» READING PASSAGE:
- - - - -

Levels of Misconduct, Levels of Penalty
In calculating overcharge damages, there are three levels of wrongfulness of which a landlord can be guilty: (1) mistake, (2) willfulness, and (3) fraud.
These levels of wrongfulness correspond to three levels of penalty for an overcharge. The penalty for an overcharge by ignorance is a refund of the rent overpaid within the statute of limitations, plain and simple. The penalty for an overcharge by willfulness is triple the rent overpaid within the statute of limitations. The penalty for Thornton fraud (which, we recall, includes common law fraud) is to lower the rent to some artificial rate reaching back to the initiation of the tenancy, and tripling that.
Having three levels of wrongfulness with three corresponding levels of penalty accords well with Anglo-American common law. Victorian England’s “one gallows fits all crimes” policy was a notorious fiasco. Where there is willfulness, the landlord is punished by the exaction of a triple penalty. The more extreme penalty of tripling damages calculated by an artificially lowered rent is reserved those who practiced Thornton fraud. Regina calls these a “limited category of cases.” That limit can only be honored if any sort of wrongdoing does not get lumped into Thornton fraud. But the lower courts have not given definite guidance as to where to draw that line.

- - - - -

» DATA SUPPLIED:

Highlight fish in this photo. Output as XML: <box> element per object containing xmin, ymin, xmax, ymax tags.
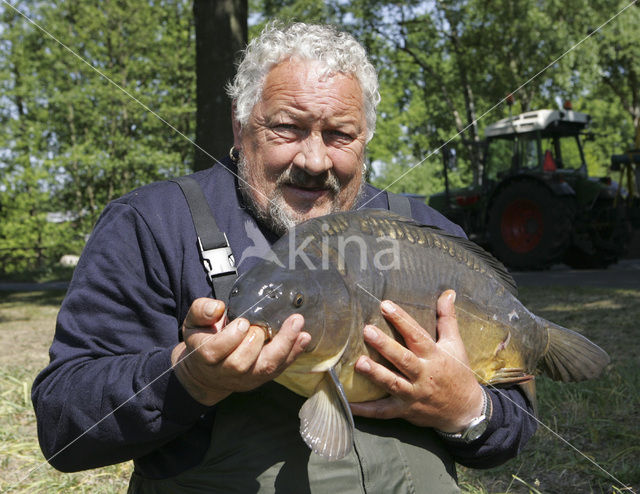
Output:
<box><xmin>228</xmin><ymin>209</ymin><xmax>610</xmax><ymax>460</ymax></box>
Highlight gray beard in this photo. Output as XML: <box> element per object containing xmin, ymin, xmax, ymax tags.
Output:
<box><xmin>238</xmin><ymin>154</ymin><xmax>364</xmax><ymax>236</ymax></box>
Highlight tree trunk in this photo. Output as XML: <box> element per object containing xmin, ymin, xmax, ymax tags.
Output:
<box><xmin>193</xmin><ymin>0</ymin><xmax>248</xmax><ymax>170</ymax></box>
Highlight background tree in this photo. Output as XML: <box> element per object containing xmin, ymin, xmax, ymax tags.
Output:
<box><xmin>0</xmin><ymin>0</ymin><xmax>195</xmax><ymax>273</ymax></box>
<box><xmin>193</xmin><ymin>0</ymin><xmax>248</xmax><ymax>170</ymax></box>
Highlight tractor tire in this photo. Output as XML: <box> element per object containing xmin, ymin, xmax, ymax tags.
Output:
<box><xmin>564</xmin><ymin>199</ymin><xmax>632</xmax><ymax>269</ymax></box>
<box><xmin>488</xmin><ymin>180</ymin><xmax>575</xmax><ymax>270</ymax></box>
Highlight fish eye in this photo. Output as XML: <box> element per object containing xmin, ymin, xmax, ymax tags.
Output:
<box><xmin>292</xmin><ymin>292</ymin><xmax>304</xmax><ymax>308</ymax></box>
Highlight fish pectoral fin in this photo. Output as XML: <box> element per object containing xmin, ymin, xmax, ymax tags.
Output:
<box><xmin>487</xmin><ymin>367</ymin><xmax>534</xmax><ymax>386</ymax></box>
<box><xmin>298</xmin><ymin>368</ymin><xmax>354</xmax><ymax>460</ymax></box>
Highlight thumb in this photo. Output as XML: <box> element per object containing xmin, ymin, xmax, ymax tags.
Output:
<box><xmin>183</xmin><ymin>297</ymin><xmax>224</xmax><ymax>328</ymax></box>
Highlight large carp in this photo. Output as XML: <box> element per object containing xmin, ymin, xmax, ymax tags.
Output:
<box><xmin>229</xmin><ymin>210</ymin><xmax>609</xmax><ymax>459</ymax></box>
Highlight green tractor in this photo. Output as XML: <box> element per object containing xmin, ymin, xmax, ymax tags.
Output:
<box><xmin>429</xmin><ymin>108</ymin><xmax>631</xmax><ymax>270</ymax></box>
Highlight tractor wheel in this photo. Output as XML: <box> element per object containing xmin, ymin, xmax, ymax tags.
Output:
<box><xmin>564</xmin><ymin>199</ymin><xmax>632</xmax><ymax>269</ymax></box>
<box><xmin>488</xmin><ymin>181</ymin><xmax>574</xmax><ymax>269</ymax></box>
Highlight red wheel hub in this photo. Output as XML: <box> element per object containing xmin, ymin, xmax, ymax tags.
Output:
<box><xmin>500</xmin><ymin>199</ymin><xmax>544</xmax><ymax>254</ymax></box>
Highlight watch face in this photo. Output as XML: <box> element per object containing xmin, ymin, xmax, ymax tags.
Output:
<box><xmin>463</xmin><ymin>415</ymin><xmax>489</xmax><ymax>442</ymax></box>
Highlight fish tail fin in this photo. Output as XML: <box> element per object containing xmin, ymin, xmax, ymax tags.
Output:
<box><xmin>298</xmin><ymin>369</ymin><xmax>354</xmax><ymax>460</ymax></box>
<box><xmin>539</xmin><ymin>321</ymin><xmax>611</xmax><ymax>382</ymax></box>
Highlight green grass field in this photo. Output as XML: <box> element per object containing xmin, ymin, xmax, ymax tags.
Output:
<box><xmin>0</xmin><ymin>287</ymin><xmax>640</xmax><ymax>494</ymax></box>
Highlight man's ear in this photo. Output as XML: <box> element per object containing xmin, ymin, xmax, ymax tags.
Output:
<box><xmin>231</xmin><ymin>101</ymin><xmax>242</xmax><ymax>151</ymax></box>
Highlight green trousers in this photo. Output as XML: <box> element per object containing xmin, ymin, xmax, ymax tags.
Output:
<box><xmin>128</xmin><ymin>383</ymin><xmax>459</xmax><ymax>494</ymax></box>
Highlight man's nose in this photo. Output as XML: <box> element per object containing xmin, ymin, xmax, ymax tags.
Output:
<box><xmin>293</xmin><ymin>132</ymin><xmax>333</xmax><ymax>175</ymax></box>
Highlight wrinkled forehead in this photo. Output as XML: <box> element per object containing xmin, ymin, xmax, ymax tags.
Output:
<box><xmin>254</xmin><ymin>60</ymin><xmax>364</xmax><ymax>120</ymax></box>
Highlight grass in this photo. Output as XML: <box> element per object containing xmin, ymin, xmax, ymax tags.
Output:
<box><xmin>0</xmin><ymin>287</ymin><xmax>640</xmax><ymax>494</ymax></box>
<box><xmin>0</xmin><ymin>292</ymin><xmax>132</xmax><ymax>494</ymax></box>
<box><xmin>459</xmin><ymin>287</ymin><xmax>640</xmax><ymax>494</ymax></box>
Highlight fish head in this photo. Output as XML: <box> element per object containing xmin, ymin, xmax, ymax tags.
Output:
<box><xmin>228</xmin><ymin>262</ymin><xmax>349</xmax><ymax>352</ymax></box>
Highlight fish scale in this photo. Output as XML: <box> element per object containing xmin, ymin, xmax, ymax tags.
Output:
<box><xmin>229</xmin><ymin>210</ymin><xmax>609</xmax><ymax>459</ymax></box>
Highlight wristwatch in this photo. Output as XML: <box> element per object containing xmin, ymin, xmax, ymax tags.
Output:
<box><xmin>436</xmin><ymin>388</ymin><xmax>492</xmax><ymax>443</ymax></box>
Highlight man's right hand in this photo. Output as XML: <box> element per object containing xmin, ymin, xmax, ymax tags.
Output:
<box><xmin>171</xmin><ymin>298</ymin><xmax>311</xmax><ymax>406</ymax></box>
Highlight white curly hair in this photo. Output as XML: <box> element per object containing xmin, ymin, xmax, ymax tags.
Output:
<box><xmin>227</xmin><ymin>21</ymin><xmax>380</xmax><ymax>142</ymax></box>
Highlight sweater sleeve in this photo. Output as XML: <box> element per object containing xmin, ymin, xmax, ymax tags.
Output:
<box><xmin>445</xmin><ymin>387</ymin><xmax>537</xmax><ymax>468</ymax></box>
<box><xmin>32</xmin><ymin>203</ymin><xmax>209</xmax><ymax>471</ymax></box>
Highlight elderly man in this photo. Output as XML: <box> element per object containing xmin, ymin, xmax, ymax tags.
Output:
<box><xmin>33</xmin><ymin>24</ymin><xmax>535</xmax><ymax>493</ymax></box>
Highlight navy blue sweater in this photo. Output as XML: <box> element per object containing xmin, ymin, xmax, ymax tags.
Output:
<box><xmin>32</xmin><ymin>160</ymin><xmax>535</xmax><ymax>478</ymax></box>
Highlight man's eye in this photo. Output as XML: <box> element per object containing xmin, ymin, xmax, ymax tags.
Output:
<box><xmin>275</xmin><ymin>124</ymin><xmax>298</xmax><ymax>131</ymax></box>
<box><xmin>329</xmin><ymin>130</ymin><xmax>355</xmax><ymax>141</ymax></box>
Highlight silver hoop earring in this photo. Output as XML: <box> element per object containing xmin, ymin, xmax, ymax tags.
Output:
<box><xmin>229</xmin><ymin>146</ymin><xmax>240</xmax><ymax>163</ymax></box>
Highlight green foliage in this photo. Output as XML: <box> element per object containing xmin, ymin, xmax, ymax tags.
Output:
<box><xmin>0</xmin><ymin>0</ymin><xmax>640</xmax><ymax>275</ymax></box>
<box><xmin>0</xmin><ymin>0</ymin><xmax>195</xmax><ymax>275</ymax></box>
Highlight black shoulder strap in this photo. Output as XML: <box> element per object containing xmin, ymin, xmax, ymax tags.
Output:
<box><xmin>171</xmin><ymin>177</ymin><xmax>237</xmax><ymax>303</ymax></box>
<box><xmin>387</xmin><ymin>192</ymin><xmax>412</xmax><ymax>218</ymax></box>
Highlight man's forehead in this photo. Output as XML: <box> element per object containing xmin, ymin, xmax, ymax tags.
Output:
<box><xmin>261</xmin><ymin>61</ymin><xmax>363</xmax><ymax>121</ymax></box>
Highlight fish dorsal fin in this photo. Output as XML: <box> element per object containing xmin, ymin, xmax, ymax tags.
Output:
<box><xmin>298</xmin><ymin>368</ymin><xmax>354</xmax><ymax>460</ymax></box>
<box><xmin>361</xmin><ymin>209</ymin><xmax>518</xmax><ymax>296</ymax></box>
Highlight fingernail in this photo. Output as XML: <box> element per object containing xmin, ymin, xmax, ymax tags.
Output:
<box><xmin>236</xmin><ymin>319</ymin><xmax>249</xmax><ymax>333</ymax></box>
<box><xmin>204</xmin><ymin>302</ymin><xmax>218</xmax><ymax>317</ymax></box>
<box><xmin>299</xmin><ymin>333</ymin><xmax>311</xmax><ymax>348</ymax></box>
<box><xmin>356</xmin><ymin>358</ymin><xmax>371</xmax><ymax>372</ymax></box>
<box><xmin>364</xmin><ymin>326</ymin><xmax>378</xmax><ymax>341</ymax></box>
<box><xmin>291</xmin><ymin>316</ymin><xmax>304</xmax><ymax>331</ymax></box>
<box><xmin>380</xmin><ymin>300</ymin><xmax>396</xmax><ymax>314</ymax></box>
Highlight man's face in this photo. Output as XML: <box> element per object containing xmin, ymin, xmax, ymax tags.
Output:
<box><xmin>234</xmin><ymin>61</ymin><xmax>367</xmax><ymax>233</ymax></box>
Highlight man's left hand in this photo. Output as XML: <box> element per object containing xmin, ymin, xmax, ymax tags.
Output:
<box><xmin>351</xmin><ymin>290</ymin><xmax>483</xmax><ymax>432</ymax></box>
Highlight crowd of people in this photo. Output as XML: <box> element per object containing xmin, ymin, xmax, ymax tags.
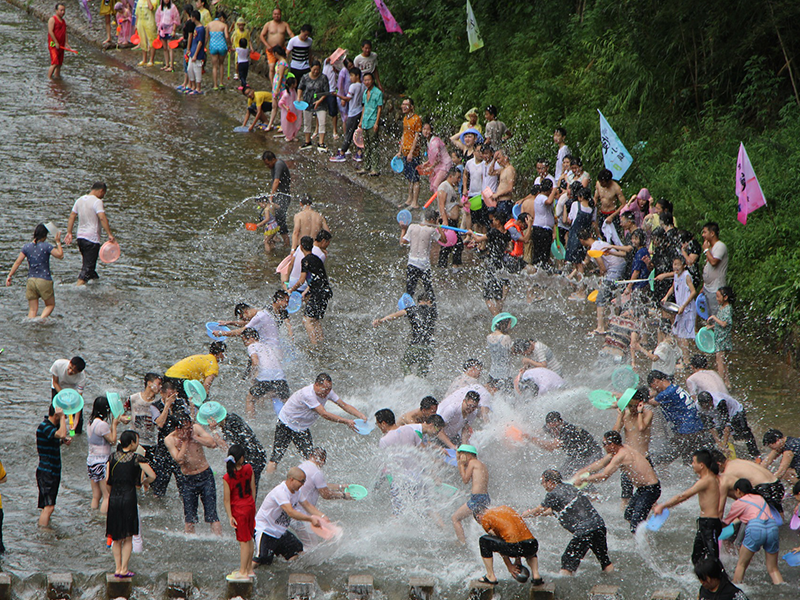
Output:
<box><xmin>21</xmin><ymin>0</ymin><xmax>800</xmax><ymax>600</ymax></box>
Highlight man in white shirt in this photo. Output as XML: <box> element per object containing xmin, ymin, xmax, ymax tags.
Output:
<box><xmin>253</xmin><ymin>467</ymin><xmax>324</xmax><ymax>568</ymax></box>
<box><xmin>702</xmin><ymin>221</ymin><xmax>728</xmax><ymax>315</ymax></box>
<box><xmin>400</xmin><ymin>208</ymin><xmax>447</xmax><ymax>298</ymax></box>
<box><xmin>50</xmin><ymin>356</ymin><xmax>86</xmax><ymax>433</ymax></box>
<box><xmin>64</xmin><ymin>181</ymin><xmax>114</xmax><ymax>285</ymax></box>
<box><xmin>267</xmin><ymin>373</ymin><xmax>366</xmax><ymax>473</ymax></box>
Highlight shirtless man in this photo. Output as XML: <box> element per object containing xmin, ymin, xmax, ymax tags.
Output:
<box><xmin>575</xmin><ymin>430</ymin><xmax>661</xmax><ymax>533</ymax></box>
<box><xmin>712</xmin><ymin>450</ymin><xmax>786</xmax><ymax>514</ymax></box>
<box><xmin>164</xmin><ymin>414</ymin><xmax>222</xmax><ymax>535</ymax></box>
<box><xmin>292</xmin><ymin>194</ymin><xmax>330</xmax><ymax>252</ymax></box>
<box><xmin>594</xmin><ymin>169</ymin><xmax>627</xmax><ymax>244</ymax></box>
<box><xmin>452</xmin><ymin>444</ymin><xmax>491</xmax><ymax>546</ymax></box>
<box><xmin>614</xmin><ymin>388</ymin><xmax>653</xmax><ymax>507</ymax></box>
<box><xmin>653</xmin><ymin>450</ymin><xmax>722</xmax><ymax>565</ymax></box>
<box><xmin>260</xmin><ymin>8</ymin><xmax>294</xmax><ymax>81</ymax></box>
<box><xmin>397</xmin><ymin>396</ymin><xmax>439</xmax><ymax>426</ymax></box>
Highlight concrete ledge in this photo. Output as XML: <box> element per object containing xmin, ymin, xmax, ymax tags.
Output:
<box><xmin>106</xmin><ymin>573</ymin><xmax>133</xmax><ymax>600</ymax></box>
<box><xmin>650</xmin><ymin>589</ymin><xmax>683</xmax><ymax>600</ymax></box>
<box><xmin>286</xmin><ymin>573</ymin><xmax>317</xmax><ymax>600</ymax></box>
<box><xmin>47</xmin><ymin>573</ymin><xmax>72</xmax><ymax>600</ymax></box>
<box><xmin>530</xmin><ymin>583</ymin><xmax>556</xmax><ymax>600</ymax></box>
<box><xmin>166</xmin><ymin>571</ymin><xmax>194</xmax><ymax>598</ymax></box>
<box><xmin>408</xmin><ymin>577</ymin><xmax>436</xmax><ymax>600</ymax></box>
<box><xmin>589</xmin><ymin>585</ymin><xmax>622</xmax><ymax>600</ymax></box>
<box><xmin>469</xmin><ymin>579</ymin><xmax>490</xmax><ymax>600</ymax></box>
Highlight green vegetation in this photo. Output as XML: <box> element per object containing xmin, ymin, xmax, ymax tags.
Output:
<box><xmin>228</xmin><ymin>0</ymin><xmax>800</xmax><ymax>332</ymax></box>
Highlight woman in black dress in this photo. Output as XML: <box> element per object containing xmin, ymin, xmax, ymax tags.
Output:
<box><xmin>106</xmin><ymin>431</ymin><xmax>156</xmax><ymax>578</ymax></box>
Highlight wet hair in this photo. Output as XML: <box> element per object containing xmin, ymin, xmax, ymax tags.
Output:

- - - - -

» REQUIREMENTS:
1: In the passage on overcharge penalties, what is the penalty for an overcharge by willfulness?
2: Reproduce the part of the passage on overcharge penalties that opens with the words containing "Levels of Misconduct, Levels" and closes with "and (3) fraud.".

» RESULTS FOR EACH TASK:
1: Triple the rent overpaid within the statute of limitations.

2:
Levels of Misconduct, Levels of Penalty
In calculating overcharge damages, there are three levels of wrongfulness of which a landlord can be guilty: (1) mistake, (2) willfulness, and (3) fraud.